__WHAT IS EXPECTED__. Across the entries below, how many lines contain the word "racing"? Give the number alone.

:::::

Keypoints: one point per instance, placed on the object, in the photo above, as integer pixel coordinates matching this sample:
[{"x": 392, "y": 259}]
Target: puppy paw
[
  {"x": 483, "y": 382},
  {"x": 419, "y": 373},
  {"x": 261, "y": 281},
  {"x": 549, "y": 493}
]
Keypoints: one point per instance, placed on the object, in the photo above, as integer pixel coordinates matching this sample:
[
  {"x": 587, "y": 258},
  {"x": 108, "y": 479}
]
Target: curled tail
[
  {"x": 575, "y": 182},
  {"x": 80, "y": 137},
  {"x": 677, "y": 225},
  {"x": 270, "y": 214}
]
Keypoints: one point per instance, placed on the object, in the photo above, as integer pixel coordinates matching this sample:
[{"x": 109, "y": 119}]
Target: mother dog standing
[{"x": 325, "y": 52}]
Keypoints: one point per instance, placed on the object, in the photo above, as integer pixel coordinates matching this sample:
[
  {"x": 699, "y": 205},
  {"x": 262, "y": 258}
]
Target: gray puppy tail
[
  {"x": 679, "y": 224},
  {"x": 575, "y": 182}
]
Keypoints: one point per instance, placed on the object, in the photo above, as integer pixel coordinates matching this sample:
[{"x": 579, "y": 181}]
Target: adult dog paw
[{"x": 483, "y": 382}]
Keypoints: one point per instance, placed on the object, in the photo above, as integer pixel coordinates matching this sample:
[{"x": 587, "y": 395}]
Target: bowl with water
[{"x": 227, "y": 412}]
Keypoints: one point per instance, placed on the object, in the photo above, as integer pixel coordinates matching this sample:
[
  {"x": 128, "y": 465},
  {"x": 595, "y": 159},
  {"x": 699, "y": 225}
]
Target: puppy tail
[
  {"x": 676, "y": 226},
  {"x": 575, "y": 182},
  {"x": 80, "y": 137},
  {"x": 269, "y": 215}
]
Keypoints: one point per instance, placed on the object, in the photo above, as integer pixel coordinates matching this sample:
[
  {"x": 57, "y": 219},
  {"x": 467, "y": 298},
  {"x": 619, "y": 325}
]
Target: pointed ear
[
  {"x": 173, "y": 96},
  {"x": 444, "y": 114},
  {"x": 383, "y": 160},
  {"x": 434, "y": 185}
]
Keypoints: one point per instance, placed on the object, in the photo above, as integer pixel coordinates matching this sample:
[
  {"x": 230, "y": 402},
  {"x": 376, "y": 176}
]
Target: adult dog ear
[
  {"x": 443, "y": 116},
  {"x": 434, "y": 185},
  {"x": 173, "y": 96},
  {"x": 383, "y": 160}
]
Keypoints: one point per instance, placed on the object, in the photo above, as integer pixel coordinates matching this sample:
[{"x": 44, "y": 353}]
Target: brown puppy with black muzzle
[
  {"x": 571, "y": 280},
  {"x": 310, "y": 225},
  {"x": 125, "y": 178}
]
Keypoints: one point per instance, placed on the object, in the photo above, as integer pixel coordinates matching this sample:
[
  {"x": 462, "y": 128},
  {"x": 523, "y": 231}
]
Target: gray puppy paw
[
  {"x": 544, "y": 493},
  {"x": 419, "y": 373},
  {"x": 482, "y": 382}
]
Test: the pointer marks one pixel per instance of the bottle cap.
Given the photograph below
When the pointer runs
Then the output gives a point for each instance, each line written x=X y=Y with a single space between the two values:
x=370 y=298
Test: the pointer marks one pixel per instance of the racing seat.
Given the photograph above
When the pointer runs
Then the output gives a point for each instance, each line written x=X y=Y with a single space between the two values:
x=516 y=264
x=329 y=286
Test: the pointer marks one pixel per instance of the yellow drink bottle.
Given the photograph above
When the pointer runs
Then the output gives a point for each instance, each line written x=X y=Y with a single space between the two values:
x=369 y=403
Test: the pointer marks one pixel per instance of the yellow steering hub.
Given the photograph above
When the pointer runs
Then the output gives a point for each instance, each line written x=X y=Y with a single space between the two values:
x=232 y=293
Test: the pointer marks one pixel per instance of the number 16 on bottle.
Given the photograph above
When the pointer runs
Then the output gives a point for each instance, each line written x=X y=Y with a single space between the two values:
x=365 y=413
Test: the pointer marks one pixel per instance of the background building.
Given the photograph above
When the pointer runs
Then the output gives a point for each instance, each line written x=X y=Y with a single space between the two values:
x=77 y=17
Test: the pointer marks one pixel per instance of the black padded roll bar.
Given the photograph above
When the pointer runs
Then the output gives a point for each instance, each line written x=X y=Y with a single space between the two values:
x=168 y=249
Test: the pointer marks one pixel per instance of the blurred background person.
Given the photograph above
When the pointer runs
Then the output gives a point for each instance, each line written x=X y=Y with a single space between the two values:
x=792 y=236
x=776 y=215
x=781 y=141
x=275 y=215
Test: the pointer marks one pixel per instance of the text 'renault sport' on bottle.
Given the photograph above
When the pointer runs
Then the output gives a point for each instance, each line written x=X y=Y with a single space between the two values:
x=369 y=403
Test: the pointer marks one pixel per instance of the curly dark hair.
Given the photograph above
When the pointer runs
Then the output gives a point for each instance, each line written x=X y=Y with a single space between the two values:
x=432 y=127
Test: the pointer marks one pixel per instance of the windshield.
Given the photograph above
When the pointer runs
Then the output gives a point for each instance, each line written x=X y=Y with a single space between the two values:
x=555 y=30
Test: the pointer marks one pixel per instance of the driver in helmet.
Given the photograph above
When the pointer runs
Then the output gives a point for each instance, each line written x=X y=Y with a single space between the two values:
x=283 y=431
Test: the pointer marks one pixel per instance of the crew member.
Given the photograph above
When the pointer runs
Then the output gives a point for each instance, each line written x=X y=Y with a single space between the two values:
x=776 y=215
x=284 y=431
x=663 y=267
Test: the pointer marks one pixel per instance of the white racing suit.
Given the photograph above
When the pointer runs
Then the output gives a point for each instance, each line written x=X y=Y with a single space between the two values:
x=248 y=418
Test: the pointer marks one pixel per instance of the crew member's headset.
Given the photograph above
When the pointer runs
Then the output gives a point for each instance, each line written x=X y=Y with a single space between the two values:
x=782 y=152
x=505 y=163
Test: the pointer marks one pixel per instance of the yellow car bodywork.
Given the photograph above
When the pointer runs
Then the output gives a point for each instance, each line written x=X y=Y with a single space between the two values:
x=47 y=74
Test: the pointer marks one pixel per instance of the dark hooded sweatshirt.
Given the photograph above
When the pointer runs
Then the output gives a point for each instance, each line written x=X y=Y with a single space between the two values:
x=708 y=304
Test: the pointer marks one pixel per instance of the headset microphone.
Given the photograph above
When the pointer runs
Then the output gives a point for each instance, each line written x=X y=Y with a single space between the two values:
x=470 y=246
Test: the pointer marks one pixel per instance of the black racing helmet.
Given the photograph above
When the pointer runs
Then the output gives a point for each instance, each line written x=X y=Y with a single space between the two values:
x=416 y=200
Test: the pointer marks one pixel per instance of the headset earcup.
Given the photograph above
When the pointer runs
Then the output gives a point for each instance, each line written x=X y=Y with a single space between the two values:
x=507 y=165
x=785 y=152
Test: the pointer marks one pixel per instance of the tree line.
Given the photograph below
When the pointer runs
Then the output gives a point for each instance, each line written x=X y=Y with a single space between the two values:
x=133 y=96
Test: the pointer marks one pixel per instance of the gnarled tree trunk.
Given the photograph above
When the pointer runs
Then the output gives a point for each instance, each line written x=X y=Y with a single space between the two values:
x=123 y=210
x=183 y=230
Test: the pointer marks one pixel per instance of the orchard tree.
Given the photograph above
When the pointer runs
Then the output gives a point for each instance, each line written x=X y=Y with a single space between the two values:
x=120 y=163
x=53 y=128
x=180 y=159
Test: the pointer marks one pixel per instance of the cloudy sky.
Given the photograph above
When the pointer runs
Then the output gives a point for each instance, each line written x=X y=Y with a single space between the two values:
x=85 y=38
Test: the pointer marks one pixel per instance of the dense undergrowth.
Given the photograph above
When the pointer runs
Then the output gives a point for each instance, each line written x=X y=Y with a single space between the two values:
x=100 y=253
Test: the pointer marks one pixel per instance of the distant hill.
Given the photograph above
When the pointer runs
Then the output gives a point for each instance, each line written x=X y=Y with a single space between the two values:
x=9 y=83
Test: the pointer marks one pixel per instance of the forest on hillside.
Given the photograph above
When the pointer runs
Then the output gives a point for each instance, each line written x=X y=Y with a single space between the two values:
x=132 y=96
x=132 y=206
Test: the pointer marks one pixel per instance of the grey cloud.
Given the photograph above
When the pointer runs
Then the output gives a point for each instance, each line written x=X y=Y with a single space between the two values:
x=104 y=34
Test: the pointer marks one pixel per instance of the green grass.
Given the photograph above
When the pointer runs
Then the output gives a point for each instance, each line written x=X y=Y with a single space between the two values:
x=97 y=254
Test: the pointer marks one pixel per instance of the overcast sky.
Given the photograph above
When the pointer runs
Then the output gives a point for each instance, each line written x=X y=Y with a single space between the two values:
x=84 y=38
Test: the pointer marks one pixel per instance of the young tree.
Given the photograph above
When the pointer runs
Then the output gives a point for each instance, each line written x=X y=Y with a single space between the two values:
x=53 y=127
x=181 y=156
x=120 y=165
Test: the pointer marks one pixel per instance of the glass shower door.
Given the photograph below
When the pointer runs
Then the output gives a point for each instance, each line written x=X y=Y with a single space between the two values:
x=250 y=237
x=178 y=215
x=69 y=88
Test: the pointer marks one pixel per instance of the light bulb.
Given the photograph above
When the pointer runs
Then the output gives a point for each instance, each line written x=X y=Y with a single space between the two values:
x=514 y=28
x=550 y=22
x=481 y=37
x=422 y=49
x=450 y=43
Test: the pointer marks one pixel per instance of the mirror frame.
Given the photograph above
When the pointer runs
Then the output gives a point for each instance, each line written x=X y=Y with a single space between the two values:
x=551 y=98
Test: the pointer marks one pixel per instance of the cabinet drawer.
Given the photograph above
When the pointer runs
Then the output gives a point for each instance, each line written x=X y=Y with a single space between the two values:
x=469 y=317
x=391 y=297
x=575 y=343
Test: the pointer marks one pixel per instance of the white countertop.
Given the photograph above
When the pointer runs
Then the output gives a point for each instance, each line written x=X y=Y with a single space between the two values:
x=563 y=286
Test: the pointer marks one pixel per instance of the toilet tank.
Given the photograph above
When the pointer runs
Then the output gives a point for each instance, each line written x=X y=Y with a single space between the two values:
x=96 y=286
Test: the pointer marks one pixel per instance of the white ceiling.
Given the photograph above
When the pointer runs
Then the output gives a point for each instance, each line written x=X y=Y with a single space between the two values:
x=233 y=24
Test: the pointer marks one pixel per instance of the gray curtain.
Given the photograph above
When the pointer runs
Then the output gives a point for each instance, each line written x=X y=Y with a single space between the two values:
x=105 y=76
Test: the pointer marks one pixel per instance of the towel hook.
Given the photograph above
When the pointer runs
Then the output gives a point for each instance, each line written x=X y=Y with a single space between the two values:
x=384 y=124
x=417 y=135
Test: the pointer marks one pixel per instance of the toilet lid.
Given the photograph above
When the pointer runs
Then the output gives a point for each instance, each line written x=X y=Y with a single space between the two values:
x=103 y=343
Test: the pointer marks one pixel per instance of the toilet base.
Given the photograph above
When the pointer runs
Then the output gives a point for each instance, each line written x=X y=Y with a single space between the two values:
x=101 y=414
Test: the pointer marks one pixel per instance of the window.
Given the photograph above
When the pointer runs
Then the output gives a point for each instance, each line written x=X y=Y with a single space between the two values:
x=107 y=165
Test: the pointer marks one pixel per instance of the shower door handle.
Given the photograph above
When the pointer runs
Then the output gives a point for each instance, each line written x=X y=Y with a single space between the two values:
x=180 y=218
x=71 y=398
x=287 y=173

:::::

__THE COMPLETED TASK__. 3